**What is being asked:** Could you output each line below exactly as it appears, excluding any pictures?

**Data shown:**
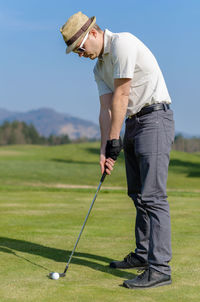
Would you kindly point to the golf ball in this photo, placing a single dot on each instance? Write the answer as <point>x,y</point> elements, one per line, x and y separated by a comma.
<point>55,276</point>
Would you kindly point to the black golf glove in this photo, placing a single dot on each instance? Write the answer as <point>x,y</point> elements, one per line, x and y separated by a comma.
<point>113,148</point>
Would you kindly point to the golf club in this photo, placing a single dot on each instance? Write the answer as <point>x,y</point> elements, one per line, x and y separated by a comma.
<point>54,275</point>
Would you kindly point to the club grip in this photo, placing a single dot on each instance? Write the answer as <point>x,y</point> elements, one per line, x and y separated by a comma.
<point>103,176</point>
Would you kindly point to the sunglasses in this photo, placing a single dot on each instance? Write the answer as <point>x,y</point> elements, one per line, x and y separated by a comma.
<point>80,48</point>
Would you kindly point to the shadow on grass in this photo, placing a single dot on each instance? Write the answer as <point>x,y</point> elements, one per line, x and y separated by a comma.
<point>9,245</point>
<point>192,169</point>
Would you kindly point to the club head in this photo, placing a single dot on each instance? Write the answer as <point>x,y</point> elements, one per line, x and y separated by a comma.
<point>56,276</point>
<point>62,274</point>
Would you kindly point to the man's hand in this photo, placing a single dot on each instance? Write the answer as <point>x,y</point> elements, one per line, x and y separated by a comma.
<point>106,163</point>
<point>113,148</point>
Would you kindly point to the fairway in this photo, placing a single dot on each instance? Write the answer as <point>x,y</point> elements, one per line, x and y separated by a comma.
<point>40,222</point>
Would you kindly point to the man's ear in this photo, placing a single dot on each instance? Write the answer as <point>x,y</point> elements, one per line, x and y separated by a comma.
<point>93,32</point>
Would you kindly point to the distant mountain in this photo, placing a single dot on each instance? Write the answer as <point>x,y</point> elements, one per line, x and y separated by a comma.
<point>48,121</point>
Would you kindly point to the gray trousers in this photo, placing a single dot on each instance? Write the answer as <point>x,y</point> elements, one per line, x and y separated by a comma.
<point>147,144</point>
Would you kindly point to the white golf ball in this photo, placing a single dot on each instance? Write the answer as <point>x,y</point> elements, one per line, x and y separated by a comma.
<point>55,276</point>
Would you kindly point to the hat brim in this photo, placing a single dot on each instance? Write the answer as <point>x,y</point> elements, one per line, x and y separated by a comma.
<point>71,47</point>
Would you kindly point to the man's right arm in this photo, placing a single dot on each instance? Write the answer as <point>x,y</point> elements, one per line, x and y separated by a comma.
<point>105,126</point>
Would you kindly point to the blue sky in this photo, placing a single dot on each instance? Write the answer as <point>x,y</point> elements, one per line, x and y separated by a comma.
<point>35,71</point>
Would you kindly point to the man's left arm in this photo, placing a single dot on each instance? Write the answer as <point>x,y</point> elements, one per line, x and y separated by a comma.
<point>119,106</point>
<point>118,112</point>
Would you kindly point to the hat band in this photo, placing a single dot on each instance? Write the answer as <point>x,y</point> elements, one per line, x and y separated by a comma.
<point>79,33</point>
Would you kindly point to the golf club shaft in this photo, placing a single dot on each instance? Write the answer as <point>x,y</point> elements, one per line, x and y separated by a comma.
<point>99,186</point>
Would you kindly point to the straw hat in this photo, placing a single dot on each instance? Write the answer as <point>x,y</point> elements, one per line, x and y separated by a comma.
<point>76,27</point>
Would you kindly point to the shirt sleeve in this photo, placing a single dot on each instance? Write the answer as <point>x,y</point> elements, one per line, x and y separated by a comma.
<point>124,53</point>
<point>101,85</point>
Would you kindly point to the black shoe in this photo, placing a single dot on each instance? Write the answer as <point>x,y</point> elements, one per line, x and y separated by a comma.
<point>130,261</point>
<point>149,278</point>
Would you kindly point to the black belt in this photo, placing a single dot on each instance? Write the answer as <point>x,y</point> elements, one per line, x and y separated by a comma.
<point>150,108</point>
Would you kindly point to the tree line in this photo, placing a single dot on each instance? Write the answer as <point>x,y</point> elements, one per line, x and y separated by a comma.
<point>20,133</point>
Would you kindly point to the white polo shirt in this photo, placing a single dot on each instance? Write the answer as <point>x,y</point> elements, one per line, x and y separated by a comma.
<point>125,56</point>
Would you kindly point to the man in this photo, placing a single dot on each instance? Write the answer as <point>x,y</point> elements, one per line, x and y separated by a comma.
<point>131,85</point>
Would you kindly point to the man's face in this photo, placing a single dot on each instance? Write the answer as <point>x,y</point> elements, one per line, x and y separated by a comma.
<point>91,47</point>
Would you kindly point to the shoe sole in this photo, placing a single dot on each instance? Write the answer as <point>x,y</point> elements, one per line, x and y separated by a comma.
<point>146,287</point>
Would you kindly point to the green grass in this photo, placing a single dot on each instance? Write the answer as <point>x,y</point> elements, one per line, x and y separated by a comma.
<point>39,224</point>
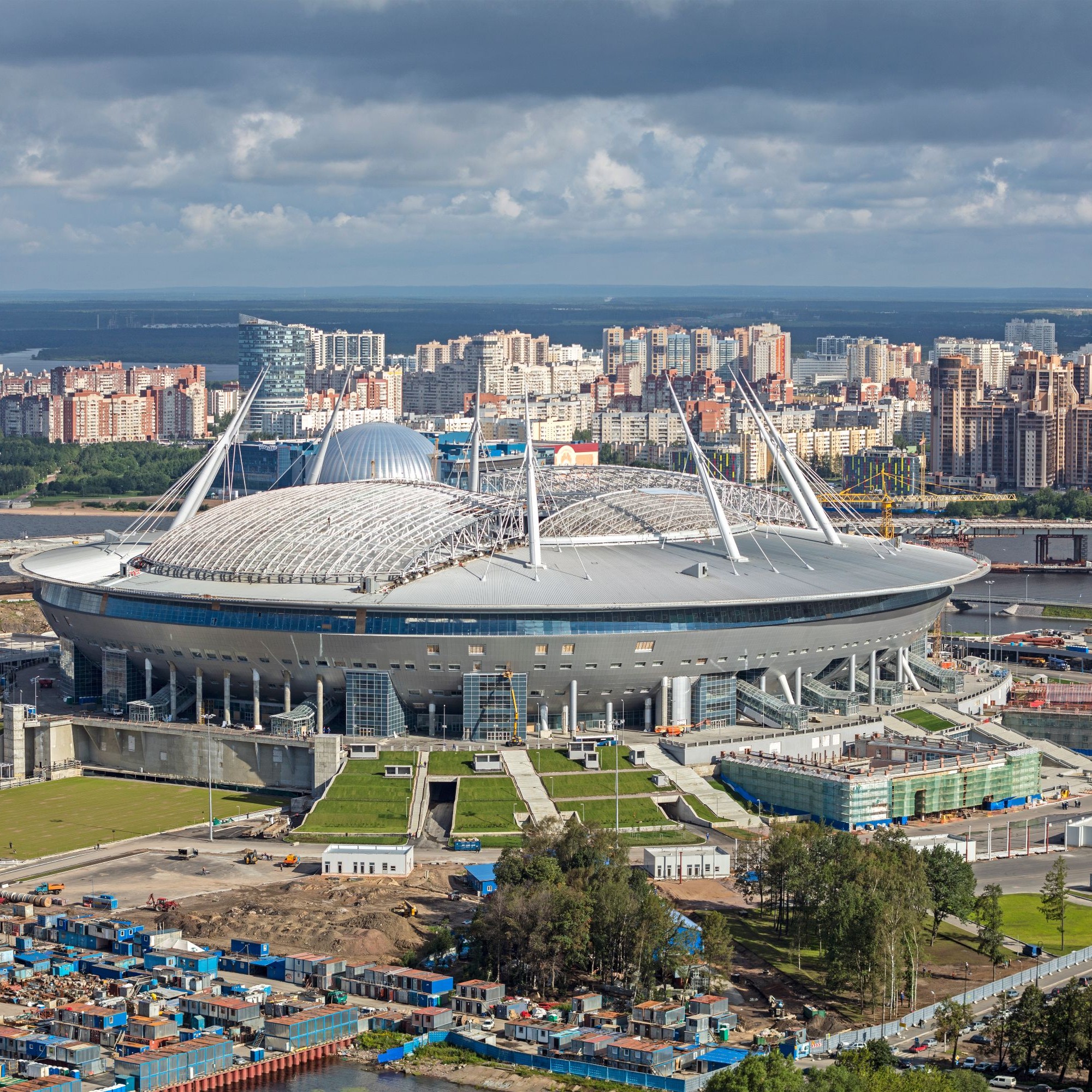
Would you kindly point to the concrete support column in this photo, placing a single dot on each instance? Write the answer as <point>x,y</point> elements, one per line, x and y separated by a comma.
<point>784,683</point>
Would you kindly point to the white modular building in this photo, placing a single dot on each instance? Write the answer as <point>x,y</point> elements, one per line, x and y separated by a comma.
<point>689,862</point>
<point>367,861</point>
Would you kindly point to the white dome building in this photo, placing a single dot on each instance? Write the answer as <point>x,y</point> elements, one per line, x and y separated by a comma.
<point>378,450</point>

**Solution to the exercise:**
Would you kindly point to the golf ball in this photo, placing a single dot on each instance? Write the answer as <point>x,y</point> elements, one per line, x and y separated by a comma.
<point>55,276</point>
Would you kindly point to the black golf glove in this photo, placing a single dot on each instance? Write the answer as <point>x,y</point> elements, one per line, x and y separated by a comma.
<point>113,148</point>
Would you kindly point to the golf club in this photo, placing a single dot on each instance? Write the answer as <point>x,y</point> elements, one per line, x and y separated by a comma.
<point>54,275</point>
Would you kindly point to the club grip in this photo, placing a single dot on each instance? Write the answer as <point>x,y</point> elements, one per line, x and y separated by a comma.
<point>103,176</point>
Would you kindly point to the sunglasses in this photo, placing a single dot on each instance? Write the answer as <point>x,y</point> elements, one per line, x and y separated by a comma.
<point>80,48</point>
Would you kindly point to the shadow on grass in this photo, placing a single dot on each instance? Write the answer as <point>x,y</point> elements, one per line, x and y separated by a comma.
<point>9,245</point>
<point>192,169</point>
Would you kindly point to the club head in this photo, placing a single dot on each instance? Write the answer as <point>x,y</point> elements, one per line, x and y separated by a comma.
<point>56,276</point>
<point>62,274</point>
Would you kindly point to the man's hand in this photo, placing a single dot on each instance? Write the answer as <point>x,y</point> elements, one per line, x and y separated by a comma.
<point>106,163</point>
<point>113,148</point>
Would you kindly point to the fairway in this photo, placing a single dot on each instance? Write the answer as <point>x,y</point> elements, one per line, x and y separated by a comma.
<point>40,222</point>
Would you kindly point to the man's ear in this photo, placing a single dot on each instance? Write the answer as <point>x,y</point> elements, one per line, x and y separated by a comma.
<point>93,32</point>
Would you kindly point to the distant mountain in this photo, placing a single dot on each instance? Write the answer as <point>x,y</point> elements, one per line, x and y separated by a comma.
<point>48,121</point>
Would you kindly point to the gray trousers in this photo, placing a single dot on each instance? Write the answer as <point>x,y</point> elements, one per line, x and y separated by a comma.
<point>147,144</point>
Would you kindly point to the white golf ball in this photo, placing a single dot on each instance? Write the answer as <point>x,y</point> elements, one per line, x and y separated by a comma.
<point>55,276</point>
Would you kindly point to the hat brim in this photo, placing a single dot on each instance? Write the answer as <point>x,y</point> elements, one per line, x and y separated by a comma.
<point>71,47</point>
Would you kindly point to the man's right arm in this photo, placing a single dot on each instance? Write the answer as <point>x,y</point> elements, one per line, x and y separated by a comma.
<point>105,126</point>
Would you kindly point to the blue sky in this photo, placing a single dot on each instance? Write the answer as <point>x,y</point> elements, one per line, x and y separated by a comma.
<point>35,71</point>
Would you kindly point to the man's left arm in this photo, placing a single dot on each instance? Write the answer as <point>x,y</point> elements, one per line, x and y separated by a comma.
<point>119,106</point>
<point>118,112</point>
Would you kindly point to the hat band in this photo, placing a single dot on each instance? Write the answer as <point>x,y</point> elements, one per line, x and y separated by a comma.
<point>79,33</point>
Would you kindly point to the golf club shaft in this photo, placing a single dot on each instance? Write the answer as <point>x,y</point> elements, one per line, x and y separated by a comma.
<point>99,186</point>
Would you kindly point to the straw hat in this photo, placing a single dot on each instance? Write the answer as <point>x,y</point> elements, one per line, x and y separated by a comma.
<point>76,27</point>
Would you kindly point to the shirt sleeve in this photo, placing a single dot on each instance? Write the answer as <point>x,y</point> elements, one per line, x and y separated by a comma.
<point>124,53</point>
<point>101,85</point>
Would you kindly point to the black shoe in this photo, placing a single dot on each instance? Write the answer as <point>x,y</point> elements, one per line, x and y separated by a comma.
<point>130,261</point>
<point>149,278</point>
Would you kindly point to the black belt in this photo, placing a single dot on each instance? Write the answer as <point>x,y</point> elements, one per line, x and y separated by a comma.
<point>150,108</point>
Would you kindly point to the tree line in this photo, placing a single dot on each instance? Write the answer as <point>x,y</point> elements, one per line, x and y separated by a comma.
<point>20,133</point>
Would you kindly point to the white polo shirt in this photo, placing a single dot on each instance? Write the answer as <point>x,y</point> elements, one per line, x and y separated by a comma.
<point>125,56</point>
Would you kindly point to the man in this photo, placing a single dot on each instance? Write the answer as <point>x,y</point> elements, one per line, x and y separated by a comma.
<point>131,85</point>
Would you kindly point to the man's face in this photo, placing a single dot on each instance? Write the answer as <point>x,y</point> elements, one per line, x and y separated by a comma.
<point>91,47</point>
Would you kindly point to the shoe sole in this photo, placing a single dot on each instance? Write the answer as <point>x,y</point> elements, one per line, x and y separated by a comma.
<point>146,287</point>
Would you kindly point to the green grass in this photo, placing a single dot on each instance? Write the answer as <point>x,y</point> elements, one per line, x and y separated by a comma.
<point>39,224</point>
Would you kindly point to the concrete support column in this photo, placing a single dot on each instance? Write the answer as <point>x,y</point> elements, one per line, x and y separated by a comma.
<point>784,683</point>
Would you kindly point to the white modular building in this photo, placing a single dot on each instance? Write the answer as <point>x,y</point> elements, one per line, x and y separated by a comma.
<point>689,862</point>
<point>367,861</point>
Would you kindly point to the white dome building in this photo, placing a single dot on each instance? Write the answer as <point>x,y</point> elements, one per line, x and y separated by a comma.
<point>378,450</point>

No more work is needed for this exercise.